Provided text:
------------
I want to compute the squared euclidean in a fast way, as described here:
What is the fastest way to compute an RBF kernel in python?
Note1: I am only interested in the distance, not the RBF kernel.
Note2: I am neglecting numexpr
here and only use numpy directly.
In short, I compute:
|| x - y ||^2 = ||x||^2 + ||y||^2 - 2. * (x @ y.T)
I am able to compute the distance matrix faster by a factor of ~10
compared to scipy.pdist
with this. However, I observe numerical issues, which get worse if I take the square root to get the euclidean distance. I have values that are in the order of 1E-8 - 1E-7
, which should be exactly zero (i.e. duplicated points or distance to self point).
Are there ways or ideas to overcome these numerical issues (perferable without sacrificing too much of the evaluation speed)? Or are the numerical issues the reason why this path is not taken (e.g. by scipy.pdist
) in the first place?
This is a small code example to show the numerical issues (not the speed ups, please look at the answers of the linked SO thread above).
import numpy as np
M = np.random.rand(1000, 10)
M_norm = np.sum(M**2, axis=1)
------------
Written exercise a: According to the post on computing squared Euclidean distances, by roughly what factor is the described method faster than scipy.pdist?
------------
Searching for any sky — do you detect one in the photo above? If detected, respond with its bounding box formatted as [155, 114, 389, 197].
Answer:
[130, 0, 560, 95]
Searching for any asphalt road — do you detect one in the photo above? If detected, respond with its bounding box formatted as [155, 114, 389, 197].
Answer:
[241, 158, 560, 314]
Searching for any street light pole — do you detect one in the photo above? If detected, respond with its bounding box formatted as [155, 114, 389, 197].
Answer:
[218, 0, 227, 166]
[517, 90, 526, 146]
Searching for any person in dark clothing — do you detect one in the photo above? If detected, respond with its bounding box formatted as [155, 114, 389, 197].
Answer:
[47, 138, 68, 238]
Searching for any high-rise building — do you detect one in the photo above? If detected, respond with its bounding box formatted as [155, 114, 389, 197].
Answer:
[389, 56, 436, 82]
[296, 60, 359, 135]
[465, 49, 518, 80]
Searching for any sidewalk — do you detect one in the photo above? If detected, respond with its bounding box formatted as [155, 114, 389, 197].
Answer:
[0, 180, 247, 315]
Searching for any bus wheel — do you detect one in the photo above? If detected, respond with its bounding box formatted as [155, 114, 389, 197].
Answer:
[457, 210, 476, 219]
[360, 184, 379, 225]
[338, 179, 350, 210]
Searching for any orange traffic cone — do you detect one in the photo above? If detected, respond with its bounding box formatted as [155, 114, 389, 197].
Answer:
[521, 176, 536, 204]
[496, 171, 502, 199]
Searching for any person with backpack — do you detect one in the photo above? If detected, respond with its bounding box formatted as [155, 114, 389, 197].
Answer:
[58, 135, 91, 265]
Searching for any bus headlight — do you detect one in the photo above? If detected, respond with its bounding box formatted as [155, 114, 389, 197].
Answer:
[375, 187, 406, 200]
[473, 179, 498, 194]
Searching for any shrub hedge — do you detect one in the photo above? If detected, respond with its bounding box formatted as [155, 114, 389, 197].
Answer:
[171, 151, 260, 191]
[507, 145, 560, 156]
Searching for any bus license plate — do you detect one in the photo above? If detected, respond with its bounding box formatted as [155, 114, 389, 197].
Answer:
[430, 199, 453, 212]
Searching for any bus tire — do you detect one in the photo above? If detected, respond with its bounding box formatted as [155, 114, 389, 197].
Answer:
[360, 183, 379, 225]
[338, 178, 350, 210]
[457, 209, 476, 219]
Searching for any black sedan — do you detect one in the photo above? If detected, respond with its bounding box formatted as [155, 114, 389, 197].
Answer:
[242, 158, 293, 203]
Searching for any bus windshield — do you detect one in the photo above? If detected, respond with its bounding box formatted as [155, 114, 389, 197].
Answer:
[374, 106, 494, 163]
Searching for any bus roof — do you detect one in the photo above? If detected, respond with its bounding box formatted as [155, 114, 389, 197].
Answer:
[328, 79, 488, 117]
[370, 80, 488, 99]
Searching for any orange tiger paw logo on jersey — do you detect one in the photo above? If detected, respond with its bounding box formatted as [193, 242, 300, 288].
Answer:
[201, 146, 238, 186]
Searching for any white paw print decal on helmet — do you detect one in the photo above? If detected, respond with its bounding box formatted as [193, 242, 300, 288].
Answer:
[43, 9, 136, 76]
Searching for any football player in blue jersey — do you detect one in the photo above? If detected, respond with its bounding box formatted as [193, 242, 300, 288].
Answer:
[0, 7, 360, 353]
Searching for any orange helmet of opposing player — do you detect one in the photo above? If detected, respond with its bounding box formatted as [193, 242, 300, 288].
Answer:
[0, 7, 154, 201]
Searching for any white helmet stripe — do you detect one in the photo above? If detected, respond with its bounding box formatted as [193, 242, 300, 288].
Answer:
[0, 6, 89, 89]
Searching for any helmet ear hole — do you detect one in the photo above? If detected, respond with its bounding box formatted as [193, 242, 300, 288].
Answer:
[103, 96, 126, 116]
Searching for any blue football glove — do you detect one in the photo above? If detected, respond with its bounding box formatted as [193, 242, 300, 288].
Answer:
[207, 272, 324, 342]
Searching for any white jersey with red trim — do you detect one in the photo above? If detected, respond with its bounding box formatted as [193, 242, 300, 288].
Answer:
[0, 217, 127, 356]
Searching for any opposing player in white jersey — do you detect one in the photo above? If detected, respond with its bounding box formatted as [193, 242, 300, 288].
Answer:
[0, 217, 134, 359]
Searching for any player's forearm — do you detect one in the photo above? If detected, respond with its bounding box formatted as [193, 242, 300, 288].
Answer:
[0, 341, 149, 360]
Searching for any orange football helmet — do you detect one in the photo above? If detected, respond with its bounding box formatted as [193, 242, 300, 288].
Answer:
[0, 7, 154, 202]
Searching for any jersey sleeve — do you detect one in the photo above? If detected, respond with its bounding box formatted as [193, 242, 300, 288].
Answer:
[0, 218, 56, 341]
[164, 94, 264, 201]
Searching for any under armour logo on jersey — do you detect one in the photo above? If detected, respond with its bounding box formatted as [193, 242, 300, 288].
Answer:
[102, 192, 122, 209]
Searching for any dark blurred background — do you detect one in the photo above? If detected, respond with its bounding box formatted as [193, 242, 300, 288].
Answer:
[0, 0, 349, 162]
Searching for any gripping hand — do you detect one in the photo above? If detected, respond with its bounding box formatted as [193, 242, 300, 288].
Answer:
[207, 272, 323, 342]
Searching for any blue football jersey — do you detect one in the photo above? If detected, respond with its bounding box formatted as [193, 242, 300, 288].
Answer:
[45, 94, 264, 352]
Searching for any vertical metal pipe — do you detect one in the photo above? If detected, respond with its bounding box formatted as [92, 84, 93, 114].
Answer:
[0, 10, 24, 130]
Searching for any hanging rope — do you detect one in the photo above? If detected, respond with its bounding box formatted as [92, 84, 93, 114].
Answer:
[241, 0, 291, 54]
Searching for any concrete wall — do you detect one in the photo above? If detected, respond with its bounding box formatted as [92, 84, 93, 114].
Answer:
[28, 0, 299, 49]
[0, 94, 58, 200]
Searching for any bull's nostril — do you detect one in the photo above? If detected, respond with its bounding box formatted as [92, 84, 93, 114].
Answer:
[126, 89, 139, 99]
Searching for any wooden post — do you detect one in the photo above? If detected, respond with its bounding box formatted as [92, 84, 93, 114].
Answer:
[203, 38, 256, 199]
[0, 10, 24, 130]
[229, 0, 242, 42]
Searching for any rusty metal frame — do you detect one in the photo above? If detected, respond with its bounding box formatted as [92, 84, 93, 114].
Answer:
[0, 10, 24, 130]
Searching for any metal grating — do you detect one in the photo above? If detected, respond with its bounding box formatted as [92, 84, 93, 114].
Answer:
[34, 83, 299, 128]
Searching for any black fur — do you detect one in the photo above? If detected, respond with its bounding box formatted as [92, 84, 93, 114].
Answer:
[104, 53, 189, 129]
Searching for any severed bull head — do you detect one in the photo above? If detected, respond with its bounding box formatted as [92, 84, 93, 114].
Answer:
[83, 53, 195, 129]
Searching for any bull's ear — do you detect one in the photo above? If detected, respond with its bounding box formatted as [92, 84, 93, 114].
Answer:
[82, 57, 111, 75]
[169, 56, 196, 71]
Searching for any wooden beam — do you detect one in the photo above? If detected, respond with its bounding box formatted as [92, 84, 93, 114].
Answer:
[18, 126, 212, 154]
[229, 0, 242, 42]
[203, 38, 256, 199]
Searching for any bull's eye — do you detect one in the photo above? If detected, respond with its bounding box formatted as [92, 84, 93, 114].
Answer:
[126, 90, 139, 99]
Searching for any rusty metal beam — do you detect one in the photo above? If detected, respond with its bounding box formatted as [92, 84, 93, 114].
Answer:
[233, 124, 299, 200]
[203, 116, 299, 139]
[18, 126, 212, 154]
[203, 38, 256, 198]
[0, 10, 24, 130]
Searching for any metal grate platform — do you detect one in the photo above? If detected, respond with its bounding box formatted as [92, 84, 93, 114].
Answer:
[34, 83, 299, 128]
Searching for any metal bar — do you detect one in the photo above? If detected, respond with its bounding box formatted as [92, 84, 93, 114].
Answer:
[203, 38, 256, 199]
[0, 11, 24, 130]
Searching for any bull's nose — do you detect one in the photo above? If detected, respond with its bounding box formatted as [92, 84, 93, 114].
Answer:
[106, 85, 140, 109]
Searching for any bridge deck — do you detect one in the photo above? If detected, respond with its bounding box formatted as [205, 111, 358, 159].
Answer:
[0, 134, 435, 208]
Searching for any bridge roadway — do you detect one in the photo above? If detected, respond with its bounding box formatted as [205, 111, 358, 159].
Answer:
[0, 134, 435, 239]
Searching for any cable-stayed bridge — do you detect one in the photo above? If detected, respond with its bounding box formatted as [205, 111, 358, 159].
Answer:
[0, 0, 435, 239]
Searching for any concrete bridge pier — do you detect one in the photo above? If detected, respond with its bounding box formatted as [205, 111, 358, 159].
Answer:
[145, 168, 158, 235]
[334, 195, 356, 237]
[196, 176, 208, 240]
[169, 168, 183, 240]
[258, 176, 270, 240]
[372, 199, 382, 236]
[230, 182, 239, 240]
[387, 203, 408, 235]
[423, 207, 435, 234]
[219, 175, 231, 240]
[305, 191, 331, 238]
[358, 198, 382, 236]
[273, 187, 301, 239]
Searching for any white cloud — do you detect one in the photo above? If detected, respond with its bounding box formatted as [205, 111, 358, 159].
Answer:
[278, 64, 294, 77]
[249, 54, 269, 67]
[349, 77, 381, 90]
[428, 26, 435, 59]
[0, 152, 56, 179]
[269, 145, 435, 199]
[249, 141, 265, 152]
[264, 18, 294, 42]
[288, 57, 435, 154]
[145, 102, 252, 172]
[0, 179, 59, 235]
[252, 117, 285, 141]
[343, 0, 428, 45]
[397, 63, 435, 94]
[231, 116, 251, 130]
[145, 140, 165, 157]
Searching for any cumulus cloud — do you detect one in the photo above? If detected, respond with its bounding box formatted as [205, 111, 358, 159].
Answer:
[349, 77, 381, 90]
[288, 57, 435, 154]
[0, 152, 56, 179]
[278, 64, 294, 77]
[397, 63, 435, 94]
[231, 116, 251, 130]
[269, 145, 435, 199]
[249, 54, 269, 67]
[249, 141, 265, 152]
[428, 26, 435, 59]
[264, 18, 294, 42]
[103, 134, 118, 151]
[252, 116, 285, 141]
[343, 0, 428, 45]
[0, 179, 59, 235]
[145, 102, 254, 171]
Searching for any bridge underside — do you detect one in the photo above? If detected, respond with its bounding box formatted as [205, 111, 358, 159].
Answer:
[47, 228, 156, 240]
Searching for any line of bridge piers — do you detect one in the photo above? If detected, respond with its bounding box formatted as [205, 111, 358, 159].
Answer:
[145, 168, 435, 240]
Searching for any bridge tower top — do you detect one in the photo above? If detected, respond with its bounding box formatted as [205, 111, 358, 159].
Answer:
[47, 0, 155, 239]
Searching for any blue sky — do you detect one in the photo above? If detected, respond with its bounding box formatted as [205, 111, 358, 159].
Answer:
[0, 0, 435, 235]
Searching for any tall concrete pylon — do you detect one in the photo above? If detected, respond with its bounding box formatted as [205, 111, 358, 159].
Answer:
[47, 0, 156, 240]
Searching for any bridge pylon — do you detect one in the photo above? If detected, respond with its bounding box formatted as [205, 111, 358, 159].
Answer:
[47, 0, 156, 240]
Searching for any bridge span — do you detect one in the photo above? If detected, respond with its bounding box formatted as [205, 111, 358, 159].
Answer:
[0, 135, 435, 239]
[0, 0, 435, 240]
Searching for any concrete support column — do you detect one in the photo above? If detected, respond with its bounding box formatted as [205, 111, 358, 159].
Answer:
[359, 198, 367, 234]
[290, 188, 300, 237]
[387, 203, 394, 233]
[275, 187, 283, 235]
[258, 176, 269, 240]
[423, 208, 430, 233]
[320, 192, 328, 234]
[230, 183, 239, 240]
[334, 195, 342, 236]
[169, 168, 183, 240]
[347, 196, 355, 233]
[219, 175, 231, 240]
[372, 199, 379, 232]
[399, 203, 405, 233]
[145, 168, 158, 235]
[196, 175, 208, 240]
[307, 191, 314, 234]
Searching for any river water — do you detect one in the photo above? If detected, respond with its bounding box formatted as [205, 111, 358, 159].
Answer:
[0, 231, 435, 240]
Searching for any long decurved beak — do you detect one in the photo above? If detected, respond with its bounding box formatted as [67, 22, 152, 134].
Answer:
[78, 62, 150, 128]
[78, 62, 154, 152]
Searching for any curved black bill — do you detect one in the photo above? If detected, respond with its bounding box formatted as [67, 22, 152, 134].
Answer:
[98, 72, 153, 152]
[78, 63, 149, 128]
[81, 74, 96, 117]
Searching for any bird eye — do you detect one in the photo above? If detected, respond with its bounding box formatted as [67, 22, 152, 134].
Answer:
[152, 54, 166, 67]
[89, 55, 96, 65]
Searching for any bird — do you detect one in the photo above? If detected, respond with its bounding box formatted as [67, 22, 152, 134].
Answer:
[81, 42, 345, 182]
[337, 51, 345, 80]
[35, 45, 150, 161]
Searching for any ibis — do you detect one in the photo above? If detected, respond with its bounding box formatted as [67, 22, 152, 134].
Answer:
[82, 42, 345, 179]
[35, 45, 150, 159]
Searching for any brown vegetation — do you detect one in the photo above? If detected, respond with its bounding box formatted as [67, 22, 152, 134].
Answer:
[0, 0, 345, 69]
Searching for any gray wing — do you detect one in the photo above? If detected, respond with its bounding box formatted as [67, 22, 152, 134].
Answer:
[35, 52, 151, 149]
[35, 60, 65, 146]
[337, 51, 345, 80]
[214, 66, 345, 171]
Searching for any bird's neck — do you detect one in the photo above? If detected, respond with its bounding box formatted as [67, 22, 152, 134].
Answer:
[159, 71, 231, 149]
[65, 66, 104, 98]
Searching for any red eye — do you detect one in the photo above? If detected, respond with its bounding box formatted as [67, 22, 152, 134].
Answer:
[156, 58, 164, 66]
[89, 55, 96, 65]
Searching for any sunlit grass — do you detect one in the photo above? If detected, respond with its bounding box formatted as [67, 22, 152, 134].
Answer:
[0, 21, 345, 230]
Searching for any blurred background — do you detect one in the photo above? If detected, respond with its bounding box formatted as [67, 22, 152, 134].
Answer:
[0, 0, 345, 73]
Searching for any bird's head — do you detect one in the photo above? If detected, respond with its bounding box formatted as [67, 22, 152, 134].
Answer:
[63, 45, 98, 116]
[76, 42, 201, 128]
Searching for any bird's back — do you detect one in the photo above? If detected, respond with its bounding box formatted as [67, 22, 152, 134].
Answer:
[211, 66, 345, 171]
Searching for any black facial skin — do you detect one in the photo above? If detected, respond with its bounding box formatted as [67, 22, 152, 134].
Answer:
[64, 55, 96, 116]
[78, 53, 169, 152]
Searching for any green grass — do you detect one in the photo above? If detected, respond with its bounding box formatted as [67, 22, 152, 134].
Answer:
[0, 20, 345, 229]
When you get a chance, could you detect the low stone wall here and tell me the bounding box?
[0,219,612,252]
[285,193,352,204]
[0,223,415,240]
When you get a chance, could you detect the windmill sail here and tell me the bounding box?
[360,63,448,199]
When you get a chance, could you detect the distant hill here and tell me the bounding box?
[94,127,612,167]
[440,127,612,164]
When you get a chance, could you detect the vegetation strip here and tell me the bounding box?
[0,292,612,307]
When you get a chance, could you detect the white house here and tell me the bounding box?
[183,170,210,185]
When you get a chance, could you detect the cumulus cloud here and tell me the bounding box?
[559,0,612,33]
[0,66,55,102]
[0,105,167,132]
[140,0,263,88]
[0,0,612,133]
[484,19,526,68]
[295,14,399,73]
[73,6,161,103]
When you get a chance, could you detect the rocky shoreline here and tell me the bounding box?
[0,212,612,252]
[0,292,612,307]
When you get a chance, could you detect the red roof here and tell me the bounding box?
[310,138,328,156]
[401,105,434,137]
------------
Written exercise b: In the records, reproduce word for word the lines from the one containing "Searching for any white helmet" through the one containing "[0, 6, 89, 89]", including both of those lines.

Worked answer a: By a factor of about 10.

Worked answer b:
Searching for any white helmet stripe — do you detect one in the photo above? If detected, respond with its bounding box formatted as [193, 242, 300, 288].
Answer:
[0, 6, 89, 89]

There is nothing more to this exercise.